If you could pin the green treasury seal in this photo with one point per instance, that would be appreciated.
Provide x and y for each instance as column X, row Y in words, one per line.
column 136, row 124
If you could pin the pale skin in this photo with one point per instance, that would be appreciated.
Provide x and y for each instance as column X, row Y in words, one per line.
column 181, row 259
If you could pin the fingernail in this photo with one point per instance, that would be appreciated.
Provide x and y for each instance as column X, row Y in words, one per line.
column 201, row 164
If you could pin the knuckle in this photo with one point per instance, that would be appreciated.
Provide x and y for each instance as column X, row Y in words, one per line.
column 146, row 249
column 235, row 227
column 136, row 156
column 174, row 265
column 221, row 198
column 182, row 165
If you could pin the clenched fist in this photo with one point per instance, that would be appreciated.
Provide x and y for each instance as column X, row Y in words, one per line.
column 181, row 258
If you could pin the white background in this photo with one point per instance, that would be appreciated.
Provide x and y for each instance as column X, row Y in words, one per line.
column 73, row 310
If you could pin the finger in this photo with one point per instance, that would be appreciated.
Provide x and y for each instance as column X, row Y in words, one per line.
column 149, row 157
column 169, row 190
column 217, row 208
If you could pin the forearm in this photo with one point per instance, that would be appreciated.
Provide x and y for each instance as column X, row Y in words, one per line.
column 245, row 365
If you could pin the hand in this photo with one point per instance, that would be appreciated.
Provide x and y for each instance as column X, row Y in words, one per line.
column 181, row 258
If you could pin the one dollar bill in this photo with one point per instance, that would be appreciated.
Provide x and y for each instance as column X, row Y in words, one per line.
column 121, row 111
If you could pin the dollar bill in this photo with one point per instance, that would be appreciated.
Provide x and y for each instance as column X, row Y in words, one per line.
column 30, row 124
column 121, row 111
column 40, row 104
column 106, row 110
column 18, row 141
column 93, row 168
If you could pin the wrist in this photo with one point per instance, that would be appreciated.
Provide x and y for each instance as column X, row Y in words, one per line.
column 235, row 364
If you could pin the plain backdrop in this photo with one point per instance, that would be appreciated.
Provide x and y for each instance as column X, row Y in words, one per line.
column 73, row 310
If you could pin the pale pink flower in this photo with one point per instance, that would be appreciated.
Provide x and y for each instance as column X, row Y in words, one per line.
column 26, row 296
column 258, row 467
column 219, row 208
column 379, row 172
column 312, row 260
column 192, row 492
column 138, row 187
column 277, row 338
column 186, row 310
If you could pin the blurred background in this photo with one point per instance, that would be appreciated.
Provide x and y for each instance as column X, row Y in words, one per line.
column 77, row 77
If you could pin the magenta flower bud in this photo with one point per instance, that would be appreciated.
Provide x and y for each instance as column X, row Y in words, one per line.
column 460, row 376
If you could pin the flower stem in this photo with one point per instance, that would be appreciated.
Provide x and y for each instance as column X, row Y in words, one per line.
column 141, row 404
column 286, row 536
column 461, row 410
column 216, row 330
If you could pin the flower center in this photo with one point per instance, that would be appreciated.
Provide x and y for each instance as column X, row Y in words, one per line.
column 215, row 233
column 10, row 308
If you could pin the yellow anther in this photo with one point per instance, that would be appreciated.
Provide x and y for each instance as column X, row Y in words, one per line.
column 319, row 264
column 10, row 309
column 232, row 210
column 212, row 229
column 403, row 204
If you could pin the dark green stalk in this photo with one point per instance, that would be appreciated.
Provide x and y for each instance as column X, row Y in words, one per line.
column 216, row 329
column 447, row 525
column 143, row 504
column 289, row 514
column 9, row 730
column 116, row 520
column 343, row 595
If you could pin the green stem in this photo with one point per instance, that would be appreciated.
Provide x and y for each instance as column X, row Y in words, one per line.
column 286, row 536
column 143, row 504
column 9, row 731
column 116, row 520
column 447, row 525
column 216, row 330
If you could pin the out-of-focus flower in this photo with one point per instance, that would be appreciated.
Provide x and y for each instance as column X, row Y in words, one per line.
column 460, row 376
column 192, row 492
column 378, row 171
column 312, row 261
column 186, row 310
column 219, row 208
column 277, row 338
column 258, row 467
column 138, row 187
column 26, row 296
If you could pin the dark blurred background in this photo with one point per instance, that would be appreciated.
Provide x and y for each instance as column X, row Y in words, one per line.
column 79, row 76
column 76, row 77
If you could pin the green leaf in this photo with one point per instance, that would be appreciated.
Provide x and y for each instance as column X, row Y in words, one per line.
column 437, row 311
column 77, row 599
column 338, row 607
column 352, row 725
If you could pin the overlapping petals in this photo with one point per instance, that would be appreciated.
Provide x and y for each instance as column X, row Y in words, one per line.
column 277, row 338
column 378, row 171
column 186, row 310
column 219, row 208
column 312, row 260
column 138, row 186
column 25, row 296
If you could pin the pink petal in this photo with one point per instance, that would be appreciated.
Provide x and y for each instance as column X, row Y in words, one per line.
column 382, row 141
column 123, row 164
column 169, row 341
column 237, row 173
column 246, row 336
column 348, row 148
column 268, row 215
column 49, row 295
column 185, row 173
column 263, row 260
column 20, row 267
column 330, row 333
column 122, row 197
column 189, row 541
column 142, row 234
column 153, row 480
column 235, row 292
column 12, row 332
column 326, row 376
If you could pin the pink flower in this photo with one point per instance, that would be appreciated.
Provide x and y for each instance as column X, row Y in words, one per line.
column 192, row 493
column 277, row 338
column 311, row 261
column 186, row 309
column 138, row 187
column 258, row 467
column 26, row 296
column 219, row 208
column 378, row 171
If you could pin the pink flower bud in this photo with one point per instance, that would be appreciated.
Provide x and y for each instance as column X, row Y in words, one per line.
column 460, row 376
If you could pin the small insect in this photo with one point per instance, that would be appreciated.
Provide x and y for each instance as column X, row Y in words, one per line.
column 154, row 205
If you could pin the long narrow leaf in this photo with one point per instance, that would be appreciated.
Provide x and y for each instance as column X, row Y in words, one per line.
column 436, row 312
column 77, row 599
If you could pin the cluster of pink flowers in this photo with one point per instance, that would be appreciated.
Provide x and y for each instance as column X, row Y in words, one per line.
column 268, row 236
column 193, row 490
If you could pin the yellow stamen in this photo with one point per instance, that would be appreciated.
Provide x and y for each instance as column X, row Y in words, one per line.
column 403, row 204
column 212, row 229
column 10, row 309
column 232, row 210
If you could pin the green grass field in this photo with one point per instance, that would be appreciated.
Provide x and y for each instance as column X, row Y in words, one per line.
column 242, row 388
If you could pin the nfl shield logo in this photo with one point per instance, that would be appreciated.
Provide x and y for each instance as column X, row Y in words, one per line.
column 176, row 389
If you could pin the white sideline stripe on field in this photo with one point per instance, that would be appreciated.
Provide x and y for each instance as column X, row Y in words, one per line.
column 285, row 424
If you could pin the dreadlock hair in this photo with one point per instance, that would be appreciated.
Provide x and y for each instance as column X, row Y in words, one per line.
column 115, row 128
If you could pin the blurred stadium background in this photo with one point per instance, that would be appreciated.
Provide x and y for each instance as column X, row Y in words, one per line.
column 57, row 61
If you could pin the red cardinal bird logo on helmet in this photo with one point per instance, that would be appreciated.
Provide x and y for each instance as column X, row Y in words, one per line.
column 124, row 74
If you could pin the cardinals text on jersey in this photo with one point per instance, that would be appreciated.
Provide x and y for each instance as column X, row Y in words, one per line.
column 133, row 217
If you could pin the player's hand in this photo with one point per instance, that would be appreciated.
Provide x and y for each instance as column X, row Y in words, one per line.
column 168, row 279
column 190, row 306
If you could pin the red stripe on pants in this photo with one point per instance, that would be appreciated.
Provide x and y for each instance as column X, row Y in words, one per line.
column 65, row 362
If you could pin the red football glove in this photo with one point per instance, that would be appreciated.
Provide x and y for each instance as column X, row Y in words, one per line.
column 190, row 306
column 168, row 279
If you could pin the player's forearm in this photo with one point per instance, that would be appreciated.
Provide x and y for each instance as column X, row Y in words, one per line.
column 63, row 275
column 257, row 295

=======

▶ **GOAL OF THE EXERCISE**: Give again exactly, and only, the lines above starting at the one with "If you could pin the green grass" and ending at the one with "If you could pin the player's hand".

▶ **SOLUTION BELOW**:
If you could pin the green grass field in this photo with one point per instance, that would be appreciated.
Provide x and y for each instance as column X, row Y in words, one per line.
column 242, row 388
If you could pin the nfl shield logo in this photo with one point per instance, that would be appreciated.
Provide x and y for each instance as column X, row Y in words, one per line.
column 176, row 389
If you could pin the white sideline stripe on field in this photo with one point per instance, that would be appreciated.
Provide x and y for each instance as column X, row Y in words, one per line.
column 285, row 424
If you could pin the dreadlock hair in this photo with one point per instance, that would be appreciated.
Provide x and y for each instance as column X, row Y in words, one per line.
column 115, row 128
If you could pin the blurred stadium background in this photo with one point per instance, that would be appreciated.
Provide x and y for each instance as column X, row Y in words, one per line.
column 57, row 61
If you could pin the red cardinal bird logo on helmet in this photo with one point per instance, that would be appreciated.
Provide x and y for each instance as column X, row Y in words, one per line.
column 124, row 74
If you could pin the cardinals text on jersey in this photo with one point per instance, that would be appreciated.
Provide x and y for each instance as column X, row Y in words, one per line.
column 133, row 217
If you could pin the player's hand in this photo with one point per instance, that would be appreciated.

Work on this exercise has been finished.